→ WHAT YOU ARE ASKED TO DO
Would you reproduce exactly the lines below from the one holding "Medical imaging module: given the scan above, outline the steel" through the one holding "Medical imaging module: given the scan above, outline the dark", inclusive, and no others?

Top of DATA FOR PROCESSING

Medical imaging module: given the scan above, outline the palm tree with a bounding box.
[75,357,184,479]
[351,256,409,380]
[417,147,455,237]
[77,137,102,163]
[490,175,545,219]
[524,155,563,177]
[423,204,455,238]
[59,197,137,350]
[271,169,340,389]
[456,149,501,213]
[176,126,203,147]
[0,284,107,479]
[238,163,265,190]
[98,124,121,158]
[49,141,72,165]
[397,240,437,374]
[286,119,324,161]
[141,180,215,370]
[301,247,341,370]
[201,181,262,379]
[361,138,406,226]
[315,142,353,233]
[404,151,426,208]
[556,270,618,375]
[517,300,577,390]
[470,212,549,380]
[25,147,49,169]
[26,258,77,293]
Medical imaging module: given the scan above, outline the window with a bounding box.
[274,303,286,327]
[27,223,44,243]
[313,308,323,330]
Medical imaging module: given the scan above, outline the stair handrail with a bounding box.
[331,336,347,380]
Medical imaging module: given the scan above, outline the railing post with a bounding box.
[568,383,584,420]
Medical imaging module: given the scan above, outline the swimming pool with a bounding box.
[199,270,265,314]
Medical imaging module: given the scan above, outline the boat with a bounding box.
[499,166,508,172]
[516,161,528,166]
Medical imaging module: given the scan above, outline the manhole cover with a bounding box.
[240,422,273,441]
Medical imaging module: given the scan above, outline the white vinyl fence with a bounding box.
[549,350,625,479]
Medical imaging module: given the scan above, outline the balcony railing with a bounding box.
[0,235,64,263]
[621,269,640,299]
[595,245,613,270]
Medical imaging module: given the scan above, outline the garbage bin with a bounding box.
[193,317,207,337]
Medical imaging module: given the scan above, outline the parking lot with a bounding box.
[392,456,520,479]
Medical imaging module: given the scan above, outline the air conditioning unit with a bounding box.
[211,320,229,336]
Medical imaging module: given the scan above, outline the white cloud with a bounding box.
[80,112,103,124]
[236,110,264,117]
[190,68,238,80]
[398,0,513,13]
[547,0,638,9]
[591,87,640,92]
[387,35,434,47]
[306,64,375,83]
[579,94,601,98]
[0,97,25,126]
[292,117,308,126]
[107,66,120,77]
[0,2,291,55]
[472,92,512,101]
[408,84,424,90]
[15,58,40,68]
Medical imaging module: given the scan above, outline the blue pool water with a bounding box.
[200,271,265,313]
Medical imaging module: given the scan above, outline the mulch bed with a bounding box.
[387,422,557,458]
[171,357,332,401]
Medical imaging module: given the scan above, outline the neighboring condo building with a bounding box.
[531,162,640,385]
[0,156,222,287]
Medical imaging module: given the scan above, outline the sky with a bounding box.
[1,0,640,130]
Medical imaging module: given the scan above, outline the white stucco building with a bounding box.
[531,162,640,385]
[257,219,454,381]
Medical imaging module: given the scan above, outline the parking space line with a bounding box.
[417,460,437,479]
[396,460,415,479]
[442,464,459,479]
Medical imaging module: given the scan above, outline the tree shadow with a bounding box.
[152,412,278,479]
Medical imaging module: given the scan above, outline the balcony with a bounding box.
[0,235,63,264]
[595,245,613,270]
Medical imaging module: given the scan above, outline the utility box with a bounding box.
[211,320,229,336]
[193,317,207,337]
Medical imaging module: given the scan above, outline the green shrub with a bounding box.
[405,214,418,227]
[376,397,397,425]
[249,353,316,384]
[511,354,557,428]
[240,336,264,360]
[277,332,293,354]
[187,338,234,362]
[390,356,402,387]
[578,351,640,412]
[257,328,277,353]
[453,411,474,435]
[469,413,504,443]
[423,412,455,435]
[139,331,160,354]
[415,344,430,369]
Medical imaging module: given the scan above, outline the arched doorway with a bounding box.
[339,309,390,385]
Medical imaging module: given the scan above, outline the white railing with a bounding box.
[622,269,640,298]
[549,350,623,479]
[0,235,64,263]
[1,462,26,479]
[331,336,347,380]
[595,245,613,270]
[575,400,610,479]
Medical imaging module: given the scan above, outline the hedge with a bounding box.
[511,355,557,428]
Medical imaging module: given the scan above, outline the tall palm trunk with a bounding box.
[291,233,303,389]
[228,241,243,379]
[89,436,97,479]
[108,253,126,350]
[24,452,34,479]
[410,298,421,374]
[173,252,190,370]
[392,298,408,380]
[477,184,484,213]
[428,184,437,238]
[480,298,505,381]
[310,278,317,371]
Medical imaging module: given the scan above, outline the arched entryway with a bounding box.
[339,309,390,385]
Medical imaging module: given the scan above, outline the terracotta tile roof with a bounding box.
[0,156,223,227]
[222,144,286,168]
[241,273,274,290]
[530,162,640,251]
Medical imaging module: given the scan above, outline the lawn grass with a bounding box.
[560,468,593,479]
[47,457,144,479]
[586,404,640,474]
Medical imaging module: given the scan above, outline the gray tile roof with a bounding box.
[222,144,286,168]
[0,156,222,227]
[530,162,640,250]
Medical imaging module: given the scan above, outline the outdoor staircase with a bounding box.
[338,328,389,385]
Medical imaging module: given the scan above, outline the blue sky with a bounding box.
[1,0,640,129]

Bottom of DATA FOR PROCESSING
Top of DATA FOR PROCESSING

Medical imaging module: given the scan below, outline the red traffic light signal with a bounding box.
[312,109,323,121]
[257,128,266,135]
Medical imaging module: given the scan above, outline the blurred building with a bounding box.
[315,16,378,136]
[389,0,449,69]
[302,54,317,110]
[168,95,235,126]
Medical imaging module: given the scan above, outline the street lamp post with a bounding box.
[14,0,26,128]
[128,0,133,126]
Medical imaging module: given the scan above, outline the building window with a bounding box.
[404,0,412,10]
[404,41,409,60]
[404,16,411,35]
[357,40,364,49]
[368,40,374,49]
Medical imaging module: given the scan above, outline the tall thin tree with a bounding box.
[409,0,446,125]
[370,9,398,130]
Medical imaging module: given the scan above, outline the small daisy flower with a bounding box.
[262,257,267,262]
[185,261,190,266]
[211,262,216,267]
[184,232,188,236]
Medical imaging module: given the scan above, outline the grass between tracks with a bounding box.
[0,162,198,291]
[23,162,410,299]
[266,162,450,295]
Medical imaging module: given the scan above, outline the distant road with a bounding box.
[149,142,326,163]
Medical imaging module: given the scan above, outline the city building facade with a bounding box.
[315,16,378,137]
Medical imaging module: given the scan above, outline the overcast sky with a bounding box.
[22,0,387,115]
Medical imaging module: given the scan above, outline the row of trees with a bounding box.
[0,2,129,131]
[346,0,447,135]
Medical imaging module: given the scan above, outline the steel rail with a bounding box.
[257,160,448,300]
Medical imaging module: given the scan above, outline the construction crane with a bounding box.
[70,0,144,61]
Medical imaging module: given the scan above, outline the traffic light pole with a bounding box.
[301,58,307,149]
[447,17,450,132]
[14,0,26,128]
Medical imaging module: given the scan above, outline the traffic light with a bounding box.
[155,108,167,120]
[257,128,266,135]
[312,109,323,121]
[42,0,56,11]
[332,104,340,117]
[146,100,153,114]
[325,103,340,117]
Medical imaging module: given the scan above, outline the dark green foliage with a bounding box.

Bottom of DATA FOR PROCESSING

→ REPLY
Medical imaging module: given the scan above, outline the steel rail with a bounding box.
[257,160,448,300]
Medical imaging module: given the scan above, outline the construction crane with a bounding box.
[70,0,144,61]
Medical imaging module: given the scan above, outline the traffic light pole with a bounding box.
[301,58,307,149]
[447,17,450,132]
[14,0,26,128]
Medical imaging module: given the scan above, outline the traffic light with a bounding box.
[155,108,167,120]
[257,128,266,135]
[312,109,323,121]
[42,0,56,11]
[332,104,340,117]
[146,100,153,114]
[325,103,340,117]
Medical imaging module: given the scan above, outline the dark green foliage with a bounding box.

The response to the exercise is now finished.